INPUT
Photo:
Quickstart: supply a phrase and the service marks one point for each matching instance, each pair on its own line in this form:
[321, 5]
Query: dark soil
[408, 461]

PROBLEM
Those lines from the one with "Quickstart: supply a" through the last line of the material above are to be retyped exactly, with nothing else.

ANSWER FOR THIS EXERCISE
Quickstart: supply a phrase and the service marks one point for each matching instance, each pair on its own line in this form:
[321, 5]
Query: dark soil
[408, 461]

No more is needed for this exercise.